[Data for this exercise]
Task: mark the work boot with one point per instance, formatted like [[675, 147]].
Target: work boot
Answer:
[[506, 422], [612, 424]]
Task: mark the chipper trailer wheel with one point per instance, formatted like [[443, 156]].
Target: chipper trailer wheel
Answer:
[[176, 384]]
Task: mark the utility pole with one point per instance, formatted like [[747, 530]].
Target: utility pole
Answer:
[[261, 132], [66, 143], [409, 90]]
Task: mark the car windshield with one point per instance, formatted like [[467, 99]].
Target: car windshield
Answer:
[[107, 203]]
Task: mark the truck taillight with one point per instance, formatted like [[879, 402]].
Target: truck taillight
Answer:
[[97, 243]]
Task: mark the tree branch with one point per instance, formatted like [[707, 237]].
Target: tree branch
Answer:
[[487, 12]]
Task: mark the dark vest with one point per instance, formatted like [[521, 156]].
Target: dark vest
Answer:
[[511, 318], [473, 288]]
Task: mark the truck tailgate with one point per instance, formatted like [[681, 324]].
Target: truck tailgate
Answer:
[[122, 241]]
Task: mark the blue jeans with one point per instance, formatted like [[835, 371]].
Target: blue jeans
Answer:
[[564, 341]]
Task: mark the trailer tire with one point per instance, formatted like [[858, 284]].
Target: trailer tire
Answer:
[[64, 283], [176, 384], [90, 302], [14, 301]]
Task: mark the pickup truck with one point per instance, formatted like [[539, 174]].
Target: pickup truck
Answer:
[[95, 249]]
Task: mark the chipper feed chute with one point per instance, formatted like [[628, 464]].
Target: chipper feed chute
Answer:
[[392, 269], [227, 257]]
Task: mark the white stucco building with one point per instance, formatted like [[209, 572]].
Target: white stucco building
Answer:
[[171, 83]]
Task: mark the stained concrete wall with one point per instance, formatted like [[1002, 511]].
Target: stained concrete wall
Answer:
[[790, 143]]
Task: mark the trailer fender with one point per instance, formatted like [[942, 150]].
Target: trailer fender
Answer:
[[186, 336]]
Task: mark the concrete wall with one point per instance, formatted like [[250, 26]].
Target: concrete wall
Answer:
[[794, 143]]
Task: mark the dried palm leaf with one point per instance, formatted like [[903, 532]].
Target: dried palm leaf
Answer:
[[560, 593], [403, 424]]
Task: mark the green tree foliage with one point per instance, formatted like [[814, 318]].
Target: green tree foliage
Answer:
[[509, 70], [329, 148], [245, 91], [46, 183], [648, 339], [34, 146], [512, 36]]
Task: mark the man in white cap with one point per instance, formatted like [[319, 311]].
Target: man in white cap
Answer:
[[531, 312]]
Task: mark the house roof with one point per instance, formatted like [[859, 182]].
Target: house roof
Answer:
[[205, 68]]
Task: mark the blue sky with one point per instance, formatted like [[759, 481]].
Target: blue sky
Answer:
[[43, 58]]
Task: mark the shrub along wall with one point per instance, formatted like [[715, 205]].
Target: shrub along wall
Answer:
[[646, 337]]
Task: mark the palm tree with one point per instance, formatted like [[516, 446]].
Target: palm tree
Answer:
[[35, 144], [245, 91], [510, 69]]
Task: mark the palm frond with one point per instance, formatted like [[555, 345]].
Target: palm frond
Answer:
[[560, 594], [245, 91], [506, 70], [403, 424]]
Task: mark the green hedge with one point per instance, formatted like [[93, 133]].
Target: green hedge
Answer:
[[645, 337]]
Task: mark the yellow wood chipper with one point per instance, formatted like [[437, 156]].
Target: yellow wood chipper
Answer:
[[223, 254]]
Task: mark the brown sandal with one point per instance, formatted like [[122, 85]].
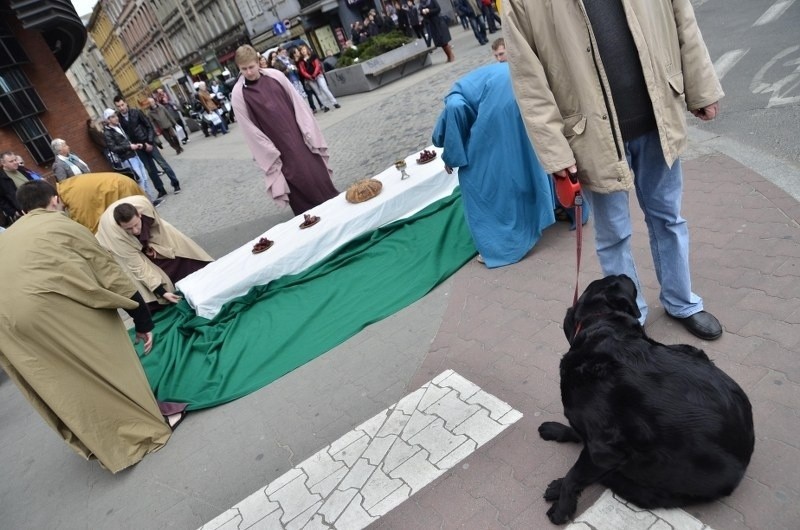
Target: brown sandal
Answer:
[[262, 245]]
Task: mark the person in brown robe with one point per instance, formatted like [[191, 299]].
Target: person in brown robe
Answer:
[[282, 134], [62, 341], [155, 254]]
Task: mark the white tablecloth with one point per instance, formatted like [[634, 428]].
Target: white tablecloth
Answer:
[[295, 250]]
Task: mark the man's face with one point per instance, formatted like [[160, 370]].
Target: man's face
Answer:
[[10, 162], [250, 70], [134, 226], [500, 54]]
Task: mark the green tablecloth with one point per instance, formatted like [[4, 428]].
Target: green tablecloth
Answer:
[[273, 329]]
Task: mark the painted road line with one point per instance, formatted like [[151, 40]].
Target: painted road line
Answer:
[[774, 12], [379, 464], [727, 61], [615, 513]]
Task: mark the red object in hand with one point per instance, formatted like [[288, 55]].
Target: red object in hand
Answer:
[[568, 189]]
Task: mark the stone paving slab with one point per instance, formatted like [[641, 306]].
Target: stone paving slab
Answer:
[[377, 466]]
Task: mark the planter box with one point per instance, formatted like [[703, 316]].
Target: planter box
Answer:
[[380, 70]]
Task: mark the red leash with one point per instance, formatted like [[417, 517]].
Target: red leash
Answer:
[[568, 193]]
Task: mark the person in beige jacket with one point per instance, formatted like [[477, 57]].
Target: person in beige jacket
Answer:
[[155, 254], [603, 88]]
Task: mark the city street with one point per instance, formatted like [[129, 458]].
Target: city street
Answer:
[[499, 331]]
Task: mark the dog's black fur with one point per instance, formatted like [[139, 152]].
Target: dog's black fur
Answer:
[[661, 425]]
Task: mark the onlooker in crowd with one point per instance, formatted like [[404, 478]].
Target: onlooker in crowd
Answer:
[[508, 200], [491, 16], [282, 135], [499, 50], [211, 109], [119, 143], [66, 164], [86, 197], [11, 177], [63, 342], [140, 130], [415, 19], [155, 253], [162, 119], [163, 99], [311, 69], [630, 92], [95, 134], [466, 9], [438, 31]]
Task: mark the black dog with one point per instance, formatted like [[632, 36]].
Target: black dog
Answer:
[[661, 425]]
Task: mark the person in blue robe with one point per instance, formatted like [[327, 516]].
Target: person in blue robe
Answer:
[[508, 197]]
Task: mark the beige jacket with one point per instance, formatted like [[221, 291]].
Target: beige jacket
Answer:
[[165, 239], [561, 85]]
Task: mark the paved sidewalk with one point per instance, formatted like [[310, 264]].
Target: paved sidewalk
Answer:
[[499, 329]]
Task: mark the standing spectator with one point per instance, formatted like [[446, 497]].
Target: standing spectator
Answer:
[[140, 130], [415, 19], [611, 111], [282, 134], [438, 31], [156, 254], [126, 150], [499, 50], [11, 177], [466, 9], [311, 69], [62, 341], [211, 114], [66, 164], [162, 119]]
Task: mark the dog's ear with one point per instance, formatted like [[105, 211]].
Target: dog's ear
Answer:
[[569, 324]]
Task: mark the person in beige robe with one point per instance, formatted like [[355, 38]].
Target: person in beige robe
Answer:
[[165, 241], [63, 343], [87, 196]]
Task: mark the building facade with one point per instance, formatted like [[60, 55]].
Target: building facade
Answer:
[[38, 42]]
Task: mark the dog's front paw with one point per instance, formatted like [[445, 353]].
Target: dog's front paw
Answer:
[[553, 491], [562, 510]]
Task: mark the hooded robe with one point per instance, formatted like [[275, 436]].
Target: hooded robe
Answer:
[[165, 239], [64, 345], [507, 196]]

[Task directions]
Put every line of the items above into a JSON list of strings, one string per line and no blank lines. Leave the pictures out of your answer.

[Response to this exercise]
[
  "Task: mark the work boot with one point per instance, formatted like [[675, 147]].",
  "Target: work boot",
  "Answer:",
  "[[506, 422], [612, 424]]",
  "Task: mark the chipper trailer wheel with one point per instance, formatted like [[443, 156]].",
  "Target: chipper trailer wheel",
  "Answer:",
  "[[176, 384]]",
  "Task: mark the utility pole with one point per instance, formatted like [[747, 530]].",
  "Target: utility pole",
  "Answer:",
  "[[261, 132], [66, 143], [409, 90]]",
  "Task: mark the car windshield with one point per instance, formatted like [[467, 99]].",
  "Target: car windshield",
  "Answer:",
  "[[107, 203]]",
  "Task: mark the truck taillight with one point per instance, formatted like [[879, 402]].",
  "Target: truck taillight",
  "Answer:",
  "[[97, 243]]",
  "Task: mark the tree branch with one point per instance, formatted like [[707, 237]].",
  "Target: tree branch",
  "Answer:",
  "[[487, 12]]",
  "Task: mark the dark vest with one point per instance, formatted like [[521, 156]].",
  "Target: dark vest",
  "Answer:",
  "[[511, 318], [473, 288]]",
  "Task: mark the truck tailgate with one point per instance, formatted like [[681, 324]].",
  "Target: truck tailgate",
  "Answer:",
  "[[122, 241]]",
  "Task: mark the blue jeans with one point per instance, formatted like [[835, 371]].",
  "Target: blue jeans",
  "Answer:",
  "[[564, 341]]",
  "Task: mark the trailer tire with one point per instance, formatted like [[858, 284]].",
  "Target: trailer tire",
  "Answer:",
  "[[64, 283], [176, 384], [90, 302], [14, 301]]",
  "Task: mark the pickup truck with one point per instance, formatted like [[539, 174]].",
  "Target: pickup truck",
  "Answer:",
  "[[95, 249]]",
  "Task: mark the chipper feed chute with one point per instance, formatted like [[628, 464]].",
  "Target: chipper feed chute",
  "Answer:",
  "[[392, 269], [227, 257]]",
  "Task: mark the white stucco building with one point per instance, formatted like [[209, 572]].",
  "Target: white stucco building",
  "Answer:",
  "[[171, 83]]",
  "Task: mark the stained concrete wall with one point per instance, formatted like [[1002, 511]].",
  "Target: stained concrete wall",
  "Answer:",
  "[[790, 143]]",
  "Task: mark the trailer fender with one point per instance, formatted like [[942, 150]].",
  "Target: trailer fender",
  "Answer:",
  "[[186, 336]]",
  "Task: mark the concrete wall with one point per instance, formatted like [[250, 26]].",
  "Target: concrete wall",
  "Answer:",
  "[[794, 143]]",
  "Task: mark the dried palm leaf with one point per instance, formatted like [[903, 532]].",
  "Target: dried palm leaf",
  "Answer:",
  "[[560, 593], [403, 424]]",
  "Task: mark the green tree foliage with one point per instance, formatted like [[814, 318]].",
  "Target: green tree foliage",
  "Answer:",
  "[[509, 70], [329, 148], [245, 91], [46, 183], [648, 339], [34, 146], [512, 36]]",
  "Task: mark the man in white cap with one point per instance, formatted like [[319, 311]].",
  "Target: man in white cap",
  "Answer:",
  "[[531, 312]]",
  "Task: mark the house roof with one point per instance, formatted like [[859, 182]].",
  "Target: house roof",
  "Answer:",
  "[[205, 68]]",
  "Task: mark the blue sky with one point per instance, formatted like [[759, 481]].",
  "Target: blue sky",
  "Answer:",
  "[[43, 58]]",
  "Task: mark the shrub along wall with one point per instance, formatted like [[715, 205]].",
  "Target: shrub along wall",
  "Answer:",
  "[[646, 337]]",
  "Task: mark the palm tree with one point per instance, formatted like [[516, 446]].",
  "Target: palm tree",
  "Answer:",
  "[[35, 144], [245, 91], [510, 69]]",
  "Task: mark the palm frond with one point per instance, formatted like [[555, 345]].",
  "Target: palm frond",
  "Answer:",
  "[[560, 594], [245, 91], [506, 70], [403, 424]]",
  "Task: mark the green hedge with one point per instance, formatted like [[93, 133]].",
  "Target: green hedge",
  "Answer:",
  "[[645, 337]]",
  "Task: mark the yellow wood chipper with one point per instance, formatted like [[437, 156]].",
  "Target: yellow wood chipper",
  "Answer:",
  "[[223, 254]]",
  "Task: mark the brown sandal with one point per instance, formatted like [[122, 85]].",
  "Target: brown sandal",
  "Answer:",
  "[[262, 245]]",
  "Task: mark the person in brown robe with one point per instance, formatted like [[191, 299]].",
  "Target: person in brown robe",
  "Answer:",
  "[[282, 134], [62, 341], [155, 254]]",
  "Task: mark the white tablecloth with one point per instance, formatted like [[634, 428]].",
  "Target: white tablecloth",
  "Answer:",
  "[[295, 250]]",
  "Task: mark the man's face with one point per instance, formatted like [[160, 370]].",
  "Target: man's face",
  "Answer:",
  "[[10, 162], [250, 70], [134, 226], [500, 54]]",
  "Task: mark the green tablecloth with one point per instance, formatted like [[4, 428]].",
  "Target: green tablecloth",
  "Answer:",
  "[[273, 329]]",
  "Task: mark the painted road line with one point per instance, formatted like [[151, 40]].",
  "Target: painted road line",
  "Answer:",
  "[[774, 12], [379, 464], [727, 61], [615, 513]]",
  "Task: mark the red object in hand with one point per instance, formatted like [[288, 55]].",
  "Target: red object in hand",
  "Answer:",
  "[[568, 189]]",
  "Task: mark the stone paving slab with one point per instance, formatted like [[641, 306]].",
  "Target: stone paving slab",
  "Answer:",
  "[[377, 466]]",
  "Task: mark the planter box with one point per instance, formatted like [[703, 316]].",
  "Target: planter box",
  "Answer:",
  "[[380, 70]]",
  "Task: mark the red leash with one point per instance, formatted like [[417, 517]].",
  "Target: red leash",
  "Answer:",
  "[[568, 193]]",
  "Task: mark the person in beige jacket with one point per instance, formatted like [[477, 57]].",
  "Target: person in beige jacket",
  "Answer:",
  "[[155, 254], [603, 88]]",
  "Task: mark the city street with one point per instance, formatted like [[129, 458]].",
  "Target: city street",
  "Answer:",
  "[[499, 331]]",
  "Task: mark the dog's black fur with one point per instance, formatted like [[139, 152]].",
  "Target: dog's black fur",
  "Answer:",
  "[[661, 425]]",
  "Task: mark the onlooker in crowd with one point per instance, formatted like [[404, 478]].",
  "Target: onlooker in crowd",
  "Answer:",
  "[[508, 200], [491, 16], [282, 135], [499, 50], [211, 109], [119, 143], [66, 164], [86, 197], [11, 177], [63, 342], [140, 130], [415, 19], [155, 253], [162, 119], [163, 99], [311, 69], [630, 92], [95, 134], [466, 9], [438, 31]]",
  "Task: mark the black dog with one point per instance, formatted like [[632, 36]].",
  "Target: black dog",
  "Answer:",
  "[[661, 425]]",
  "Task: mark the person in blue robe with one point per instance, formatted like [[327, 516]].",
  "Target: person in blue robe",
  "Answer:",
  "[[508, 197]]",
  "Task: mark the beige jacket with one point per instance, formatted like [[221, 291]].",
  "Target: beige jacket",
  "Answer:",
  "[[165, 239], [561, 85]]",
  "Task: mark the paved sidewalk with one point per instance, formatted like [[310, 264]].",
  "Target: paved sidewalk",
  "Answer:",
  "[[499, 329]]",
  "Task: mark the standing spectator with one point per instance, formatted like [[446, 497]].",
  "Target: standing spectator",
  "Answer:",
  "[[140, 130], [415, 19], [611, 111], [282, 134], [438, 31], [156, 254], [126, 150], [499, 50], [11, 177], [466, 9], [311, 69], [62, 341], [211, 114], [66, 164], [162, 119]]",
  "Task: mark the dog's ear with one point per instance, formatted like [[105, 211]].",
  "Target: dog's ear",
  "Answer:",
  "[[569, 324]]",
  "Task: mark the person in beige robe with one point per instance, formatted like [[355, 38]].",
  "Target: person in beige robe",
  "Answer:",
  "[[165, 241], [63, 343], [87, 196]]",
  "Task: mark the building facade with one point per instance, formatted like [[60, 55]].",
  "Target: building facade",
  "Answer:",
  "[[38, 42]]",
  "Task: mark the dog's front paw with one point per instance, formatted like [[445, 353]].",
  "Target: dog's front paw",
  "Answer:",
  "[[553, 491], [562, 510]]",
  "Task: mark the hooded robe with one point per instance, formatted like [[275, 436]].",
  "Target: hooded robe",
  "Answer:",
  "[[165, 239], [64, 345], [507, 196]]"
]